ASSIGNMENT 1.
Translate this sentence from the article on Kitsap County marijuana cases into Spanish: "Prosecutors are now going through pot possessions on a case by case basis."
ASSIGNMENT 2.
Write the next part of the news article on Kitsap County marijuana possession cases, picking up after its final sentence.

=== EXERCISE TEXT ===

A couple dozen Kitsap County pot cases will likely go up in smoke in coming days.
Kitsap County Prosecutor Russ Hauge said that his office is in the midst of reviewing misdemeanor marijuana possession cases to figure out which ones can be tossed following the passage of Initiative 502 and the impending decriminalization of marijuana in Washington state.
“We had not planned anything before the passage of the initiative,” Hauge said. “Unlike King County, we’re not ready with a list of offenders or pending cases we’re ready to dismiss.”
Prosecutors are now going through pot possessions on a case by case basis.
“There’s no reason for us to go forward and spend the resources of the state in trying to prosecutor something that in less than a month is no longer going to be criminal,” Hauge said. “That would be a useless act.”
That’s good news for several defendants and others caught up in the system.
“We’re gonna try to have our analysis of the cases done this week and determine how many exactly we’re going to dump,” Hauge said. “The best I can do is tell you it’s probably gonna be less than 100 and more than 20. I suspect it’s going to be closer to 20 than it is to 100.”

=== RAW DATA ===

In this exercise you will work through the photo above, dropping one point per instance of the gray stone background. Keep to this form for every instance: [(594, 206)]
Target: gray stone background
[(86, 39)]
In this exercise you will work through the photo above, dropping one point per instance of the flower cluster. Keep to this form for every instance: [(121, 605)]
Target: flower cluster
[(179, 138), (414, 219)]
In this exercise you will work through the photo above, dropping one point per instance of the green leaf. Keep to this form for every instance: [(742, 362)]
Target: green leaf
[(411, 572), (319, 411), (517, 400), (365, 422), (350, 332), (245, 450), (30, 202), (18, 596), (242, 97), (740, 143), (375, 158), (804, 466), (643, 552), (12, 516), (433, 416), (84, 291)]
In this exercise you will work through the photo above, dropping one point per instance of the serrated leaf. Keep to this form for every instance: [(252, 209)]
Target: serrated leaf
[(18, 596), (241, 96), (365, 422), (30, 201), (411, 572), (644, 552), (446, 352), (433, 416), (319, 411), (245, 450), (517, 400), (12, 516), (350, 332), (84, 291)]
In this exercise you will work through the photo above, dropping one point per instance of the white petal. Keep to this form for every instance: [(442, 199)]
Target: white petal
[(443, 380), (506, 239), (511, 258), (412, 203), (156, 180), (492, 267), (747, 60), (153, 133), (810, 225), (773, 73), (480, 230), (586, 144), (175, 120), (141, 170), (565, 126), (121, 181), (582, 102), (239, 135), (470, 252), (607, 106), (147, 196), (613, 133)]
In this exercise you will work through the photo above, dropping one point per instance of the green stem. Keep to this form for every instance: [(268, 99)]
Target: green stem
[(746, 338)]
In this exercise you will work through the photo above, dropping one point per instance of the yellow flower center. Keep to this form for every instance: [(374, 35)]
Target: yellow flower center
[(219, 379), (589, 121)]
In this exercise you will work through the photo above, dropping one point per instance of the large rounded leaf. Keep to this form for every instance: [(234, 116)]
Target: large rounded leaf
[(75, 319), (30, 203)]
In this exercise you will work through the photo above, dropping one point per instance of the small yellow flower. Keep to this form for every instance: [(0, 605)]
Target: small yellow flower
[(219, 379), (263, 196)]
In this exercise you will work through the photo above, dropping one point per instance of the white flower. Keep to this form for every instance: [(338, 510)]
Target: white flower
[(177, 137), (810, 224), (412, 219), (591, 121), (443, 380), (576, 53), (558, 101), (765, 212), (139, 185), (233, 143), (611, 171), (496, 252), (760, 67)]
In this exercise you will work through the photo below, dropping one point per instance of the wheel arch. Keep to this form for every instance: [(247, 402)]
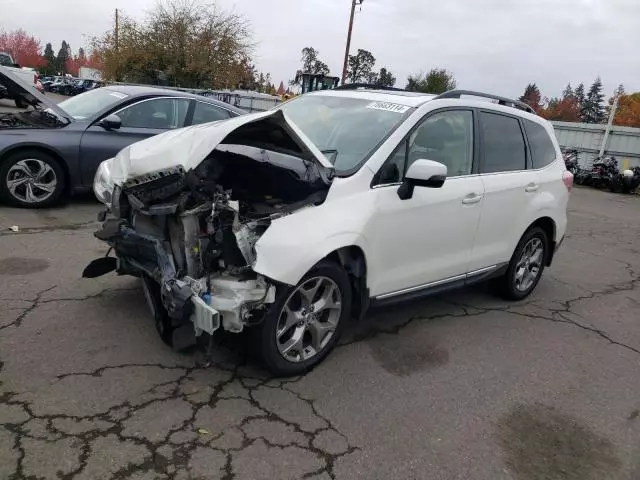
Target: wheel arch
[(548, 225), (44, 149), (352, 258)]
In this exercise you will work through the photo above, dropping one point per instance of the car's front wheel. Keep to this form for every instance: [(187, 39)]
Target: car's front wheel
[(305, 321), (31, 178), (526, 265)]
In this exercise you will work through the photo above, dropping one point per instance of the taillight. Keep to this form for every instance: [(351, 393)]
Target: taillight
[(567, 179)]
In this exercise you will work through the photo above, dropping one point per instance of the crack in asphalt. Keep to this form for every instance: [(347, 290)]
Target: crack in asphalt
[(50, 228), (172, 457)]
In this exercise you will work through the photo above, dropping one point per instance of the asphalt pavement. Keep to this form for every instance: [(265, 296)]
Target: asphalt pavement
[(458, 386)]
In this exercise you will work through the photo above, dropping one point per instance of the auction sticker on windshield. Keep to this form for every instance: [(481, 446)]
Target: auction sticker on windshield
[(388, 107)]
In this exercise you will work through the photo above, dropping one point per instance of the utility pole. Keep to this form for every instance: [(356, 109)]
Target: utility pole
[(607, 130), (116, 32), (346, 53)]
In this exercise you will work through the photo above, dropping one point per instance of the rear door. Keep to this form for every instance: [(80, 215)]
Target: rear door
[(139, 121), (510, 188)]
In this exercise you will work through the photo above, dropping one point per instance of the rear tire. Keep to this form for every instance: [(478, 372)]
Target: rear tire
[(526, 265), (31, 179), (308, 312)]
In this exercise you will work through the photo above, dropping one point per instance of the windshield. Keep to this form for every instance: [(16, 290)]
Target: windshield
[(346, 130), (5, 60), (88, 104)]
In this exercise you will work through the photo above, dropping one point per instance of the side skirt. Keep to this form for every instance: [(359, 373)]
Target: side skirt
[(440, 286)]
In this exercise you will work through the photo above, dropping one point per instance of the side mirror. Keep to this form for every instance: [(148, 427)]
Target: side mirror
[(110, 122), (422, 173)]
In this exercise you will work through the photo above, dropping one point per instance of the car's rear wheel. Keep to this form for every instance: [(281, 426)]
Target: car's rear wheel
[(305, 321), (31, 178), (526, 265)]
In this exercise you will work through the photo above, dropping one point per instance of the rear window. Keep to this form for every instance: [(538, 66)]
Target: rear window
[(502, 143), (542, 150)]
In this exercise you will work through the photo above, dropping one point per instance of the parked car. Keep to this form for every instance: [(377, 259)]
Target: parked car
[(53, 150), (28, 75), (289, 222), (82, 86)]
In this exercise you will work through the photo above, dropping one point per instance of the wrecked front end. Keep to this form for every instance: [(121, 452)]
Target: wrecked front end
[(190, 234)]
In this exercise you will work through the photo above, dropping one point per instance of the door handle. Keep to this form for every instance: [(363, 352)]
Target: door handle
[(471, 199)]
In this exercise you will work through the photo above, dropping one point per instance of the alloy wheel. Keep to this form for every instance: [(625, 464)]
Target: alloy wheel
[(31, 180), (309, 319), (529, 266)]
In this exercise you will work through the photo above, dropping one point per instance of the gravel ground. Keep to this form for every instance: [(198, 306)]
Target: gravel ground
[(459, 386)]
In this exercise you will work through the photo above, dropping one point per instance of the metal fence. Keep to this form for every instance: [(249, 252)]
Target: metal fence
[(587, 139), (247, 100)]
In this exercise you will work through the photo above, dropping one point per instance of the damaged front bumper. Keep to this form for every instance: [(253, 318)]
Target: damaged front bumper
[(230, 301)]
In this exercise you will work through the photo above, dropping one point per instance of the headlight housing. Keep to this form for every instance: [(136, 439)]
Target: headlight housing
[(103, 182)]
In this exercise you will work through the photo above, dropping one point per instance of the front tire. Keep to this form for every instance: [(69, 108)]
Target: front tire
[(526, 265), (305, 322), (32, 179)]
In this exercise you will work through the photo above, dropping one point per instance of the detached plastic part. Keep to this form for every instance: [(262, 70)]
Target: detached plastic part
[(205, 318), (567, 179)]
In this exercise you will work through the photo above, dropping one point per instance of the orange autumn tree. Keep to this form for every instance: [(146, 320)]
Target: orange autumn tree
[(628, 113), (24, 48)]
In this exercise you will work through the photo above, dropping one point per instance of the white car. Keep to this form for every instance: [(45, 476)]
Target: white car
[(292, 221)]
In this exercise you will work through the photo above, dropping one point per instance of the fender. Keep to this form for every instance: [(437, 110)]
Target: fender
[(292, 245)]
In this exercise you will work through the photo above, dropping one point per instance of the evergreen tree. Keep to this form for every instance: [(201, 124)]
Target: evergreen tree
[(579, 94), (63, 55), (532, 97), (593, 111), (50, 57)]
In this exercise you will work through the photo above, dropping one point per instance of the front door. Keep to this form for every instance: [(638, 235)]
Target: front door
[(139, 121), (428, 238)]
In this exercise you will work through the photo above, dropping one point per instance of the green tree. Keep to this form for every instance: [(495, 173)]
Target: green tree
[(384, 78), (64, 54), (437, 80), (532, 97), (188, 43), (593, 109), (311, 63), (360, 67), (580, 99), (50, 57)]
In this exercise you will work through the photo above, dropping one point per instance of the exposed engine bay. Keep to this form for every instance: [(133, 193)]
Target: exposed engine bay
[(194, 232)]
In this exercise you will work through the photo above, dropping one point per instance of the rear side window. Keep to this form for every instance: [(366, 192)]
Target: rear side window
[(542, 150), (502, 144)]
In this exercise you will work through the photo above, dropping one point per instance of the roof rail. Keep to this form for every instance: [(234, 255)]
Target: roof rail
[(370, 86), (501, 100)]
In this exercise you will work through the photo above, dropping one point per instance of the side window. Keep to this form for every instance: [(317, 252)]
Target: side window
[(542, 150), (164, 113), (503, 144), (446, 137), (205, 112)]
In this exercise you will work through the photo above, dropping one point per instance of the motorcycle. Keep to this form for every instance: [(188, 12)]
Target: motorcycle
[(626, 181), (571, 161), (603, 172)]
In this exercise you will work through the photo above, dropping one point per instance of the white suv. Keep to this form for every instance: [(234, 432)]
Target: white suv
[(291, 221)]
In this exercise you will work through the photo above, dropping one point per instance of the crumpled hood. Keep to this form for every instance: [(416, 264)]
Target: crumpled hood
[(29, 94), (188, 147)]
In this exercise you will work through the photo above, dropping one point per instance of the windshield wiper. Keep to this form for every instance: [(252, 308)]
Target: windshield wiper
[(332, 157)]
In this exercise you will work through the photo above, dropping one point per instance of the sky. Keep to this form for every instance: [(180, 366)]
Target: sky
[(496, 46)]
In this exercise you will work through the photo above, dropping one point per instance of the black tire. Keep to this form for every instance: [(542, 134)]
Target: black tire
[(20, 103), (264, 335), (29, 156), (508, 284), (161, 318)]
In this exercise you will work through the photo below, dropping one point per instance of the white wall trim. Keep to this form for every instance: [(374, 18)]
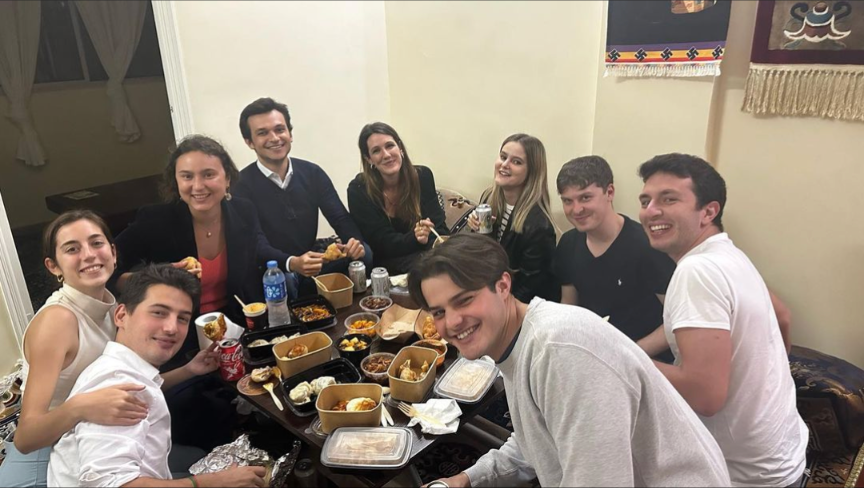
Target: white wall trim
[(12, 283), (172, 66)]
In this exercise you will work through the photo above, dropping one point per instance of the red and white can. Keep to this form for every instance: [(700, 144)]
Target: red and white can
[(231, 360)]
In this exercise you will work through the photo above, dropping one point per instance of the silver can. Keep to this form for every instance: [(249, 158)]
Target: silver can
[(380, 282), (483, 212), (357, 273)]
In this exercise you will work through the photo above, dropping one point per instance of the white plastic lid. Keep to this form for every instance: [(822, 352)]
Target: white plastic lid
[(467, 381), (367, 447)]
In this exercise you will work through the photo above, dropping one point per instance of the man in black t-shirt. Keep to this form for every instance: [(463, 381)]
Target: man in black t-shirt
[(606, 263)]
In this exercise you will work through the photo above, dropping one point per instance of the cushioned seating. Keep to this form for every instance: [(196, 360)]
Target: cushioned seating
[(830, 400)]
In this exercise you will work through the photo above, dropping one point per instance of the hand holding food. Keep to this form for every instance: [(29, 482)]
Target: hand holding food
[(190, 264), (215, 330), (333, 253)]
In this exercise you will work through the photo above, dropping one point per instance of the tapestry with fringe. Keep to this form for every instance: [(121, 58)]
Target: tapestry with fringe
[(807, 60), (666, 37)]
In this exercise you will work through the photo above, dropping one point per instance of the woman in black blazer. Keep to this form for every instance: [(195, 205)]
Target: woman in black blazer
[(394, 203), (523, 222), (201, 220)]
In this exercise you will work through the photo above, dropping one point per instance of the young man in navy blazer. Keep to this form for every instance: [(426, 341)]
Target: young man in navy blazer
[(288, 193)]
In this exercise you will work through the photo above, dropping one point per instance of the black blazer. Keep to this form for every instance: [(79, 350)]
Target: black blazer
[(393, 238), (531, 254), (164, 234)]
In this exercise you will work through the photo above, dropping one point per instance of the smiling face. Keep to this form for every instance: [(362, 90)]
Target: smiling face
[(384, 154), (473, 321), (271, 138), (587, 208), (511, 167), (157, 327), (671, 215), (84, 257), (201, 180)]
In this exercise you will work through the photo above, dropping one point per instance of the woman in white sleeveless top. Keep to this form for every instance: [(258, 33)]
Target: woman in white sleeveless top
[(67, 334)]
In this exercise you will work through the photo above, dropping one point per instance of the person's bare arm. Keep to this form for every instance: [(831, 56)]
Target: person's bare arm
[(51, 336), (569, 295), (702, 378), (784, 320)]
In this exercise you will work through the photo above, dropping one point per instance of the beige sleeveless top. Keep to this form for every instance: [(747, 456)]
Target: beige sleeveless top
[(95, 329)]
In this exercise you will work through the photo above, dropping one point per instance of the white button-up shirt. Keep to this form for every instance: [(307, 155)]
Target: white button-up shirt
[(99, 455), (274, 177)]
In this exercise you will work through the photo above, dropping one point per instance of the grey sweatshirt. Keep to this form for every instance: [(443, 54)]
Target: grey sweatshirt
[(590, 409)]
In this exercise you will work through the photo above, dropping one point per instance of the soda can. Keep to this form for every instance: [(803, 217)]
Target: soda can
[(484, 215), (231, 360), (357, 273), (380, 282)]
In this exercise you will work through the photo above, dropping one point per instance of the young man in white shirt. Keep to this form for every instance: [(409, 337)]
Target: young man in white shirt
[(588, 407), (152, 318), (731, 364)]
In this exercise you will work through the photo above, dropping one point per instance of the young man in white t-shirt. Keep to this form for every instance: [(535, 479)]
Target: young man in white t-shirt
[(730, 359)]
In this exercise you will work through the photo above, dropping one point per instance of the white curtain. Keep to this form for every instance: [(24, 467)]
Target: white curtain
[(115, 29), (19, 46)]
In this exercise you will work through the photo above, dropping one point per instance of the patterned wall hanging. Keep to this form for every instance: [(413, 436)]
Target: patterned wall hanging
[(666, 37), (807, 60)]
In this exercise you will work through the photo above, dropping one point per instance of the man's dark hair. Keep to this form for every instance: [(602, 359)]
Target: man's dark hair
[(708, 185), (472, 261), (141, 279), (258, 107), (583, 172)]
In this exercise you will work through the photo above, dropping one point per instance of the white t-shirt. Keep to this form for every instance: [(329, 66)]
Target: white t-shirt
[(99, 455), (715, 286)]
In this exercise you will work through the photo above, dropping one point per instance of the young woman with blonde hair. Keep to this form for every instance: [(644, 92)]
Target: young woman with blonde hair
[(523, 220)]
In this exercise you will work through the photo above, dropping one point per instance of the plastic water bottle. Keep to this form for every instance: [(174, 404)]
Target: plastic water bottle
[(276, 295)]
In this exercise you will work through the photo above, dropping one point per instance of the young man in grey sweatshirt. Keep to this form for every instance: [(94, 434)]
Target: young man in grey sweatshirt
[(588, 406)]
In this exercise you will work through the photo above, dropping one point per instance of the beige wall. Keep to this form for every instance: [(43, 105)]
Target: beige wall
[(465, 75), (74, 126), (326, 60), (8, 345)]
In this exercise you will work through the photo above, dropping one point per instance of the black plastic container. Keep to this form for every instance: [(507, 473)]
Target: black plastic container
[(324, 323), (262, 355), (341, 369)]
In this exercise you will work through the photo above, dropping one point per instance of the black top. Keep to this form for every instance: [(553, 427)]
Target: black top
[(622, 283), (394, 238), (164, 234), (289, 218), (530, 256)]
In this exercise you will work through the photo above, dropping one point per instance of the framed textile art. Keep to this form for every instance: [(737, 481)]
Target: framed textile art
[(666, 37), (807, 60)]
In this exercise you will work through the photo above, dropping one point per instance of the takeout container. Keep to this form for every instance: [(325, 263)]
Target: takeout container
[(261, 355), (331, 395), (369, 331), (412, 391), (319, 352), (402, 318), (340, 369), (355, 356), (368, 448), (438, 346), (340, 289), (380, 378), (467, 381), (324, 323)]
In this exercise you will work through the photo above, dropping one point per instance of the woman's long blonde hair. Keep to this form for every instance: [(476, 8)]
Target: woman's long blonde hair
[(535, 191), (408, 207)]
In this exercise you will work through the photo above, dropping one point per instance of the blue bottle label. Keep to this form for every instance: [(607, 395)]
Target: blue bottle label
[(275, 292)]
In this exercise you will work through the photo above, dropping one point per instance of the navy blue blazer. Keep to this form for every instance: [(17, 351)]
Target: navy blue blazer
[(164, 234)]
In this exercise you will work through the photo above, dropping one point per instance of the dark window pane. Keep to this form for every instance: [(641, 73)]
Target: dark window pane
[(58, 52), (146, 62)]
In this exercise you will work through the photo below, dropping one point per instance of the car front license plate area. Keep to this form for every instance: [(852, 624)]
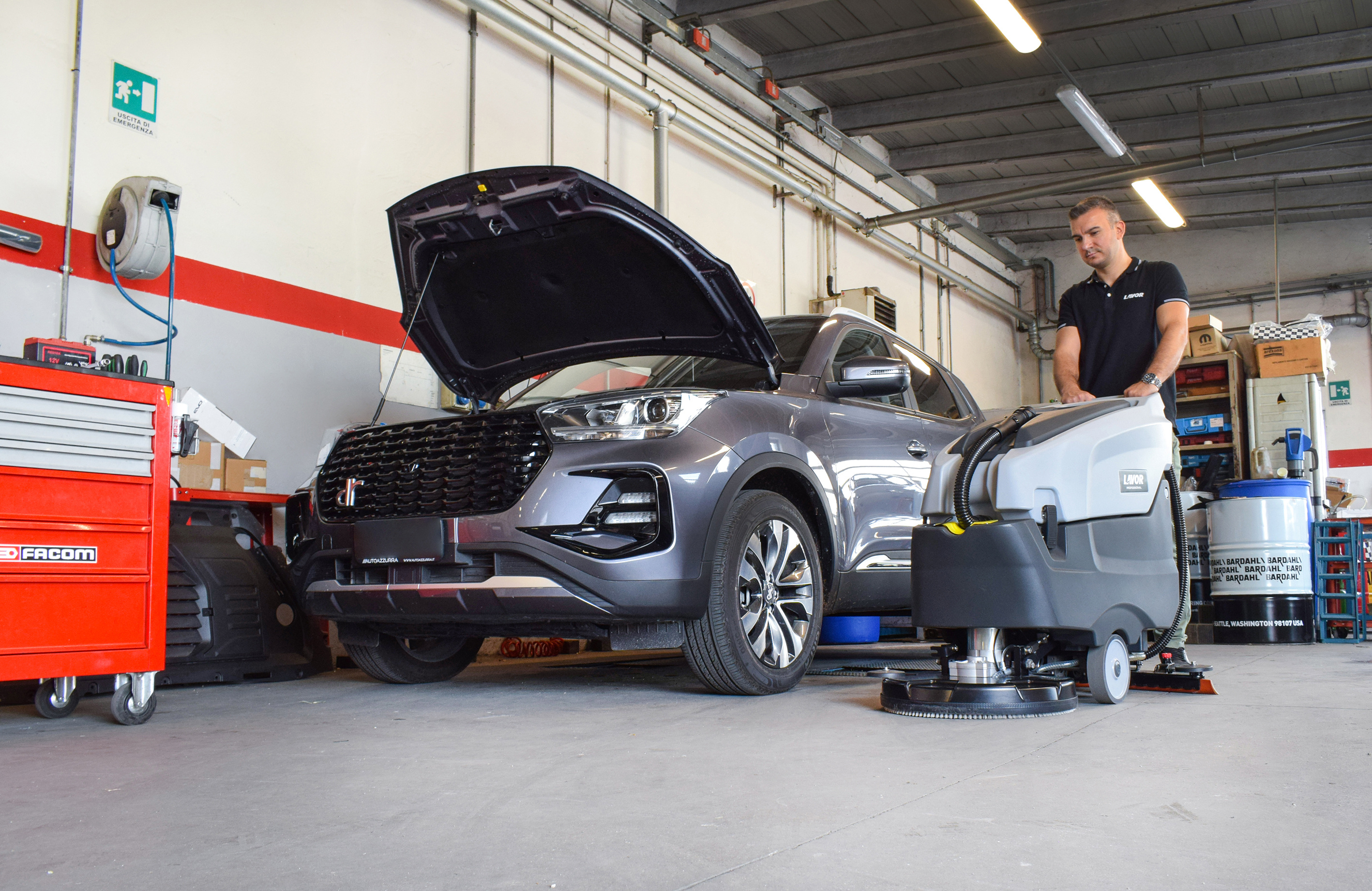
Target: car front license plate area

===

WRITTEN REPLY 1.
Los fiscales ahora están revisando las posesiones de marihuana caso por caso.

WRITTEN REPLY 2.
Prosecutors are reviewing cases of misdemeanor possession charges where the offender is over 21 and culling down cases where that is the only charge. They are also looking at paraphernalia possession cases, which under the initiative covers a lot more territory than just marijuana paraphernalia.
“Our intention is not to pursue those cases once we determine which are just violations of the law that will be decriminalized after Dec. 6,” Hauge said.
In addition to a review of those cases already in the system, Hauge said some newer cases have not even been reviewed yet for a charging decision and still others are cases “where no one is in custody and there is no real time crunch” anyway.
Hauge said his office has already been taking a deliberative approach to pot cases for quite some time.
“What we’ve been doing with marijuana cases for a long time, quite frankly, is looking at them very carefully and quite often we don’t charge a person if there is any indication medical use. We generally don’t charge those.”
More often, people that end up getting stopped for another criminal offense and are found to be in possession of marijuana get charged with the latter as well, Hauge said.
Hauge didn’t weigh in on I-502 prior to the election because he felt it would have been inappropriate as someone who is in a position to enforce the laws of the State of Washington.
“I don’t have any personal stake in this at all,” he said. “In terms of the personal use possession amounts, it’s a crime just because the Legislature said it was a crime. It’s not like domestic violence assault was decriminalized or anything like that.”
Locally, Kitsap voters approved I-502 by a 56-to-42 percent margin.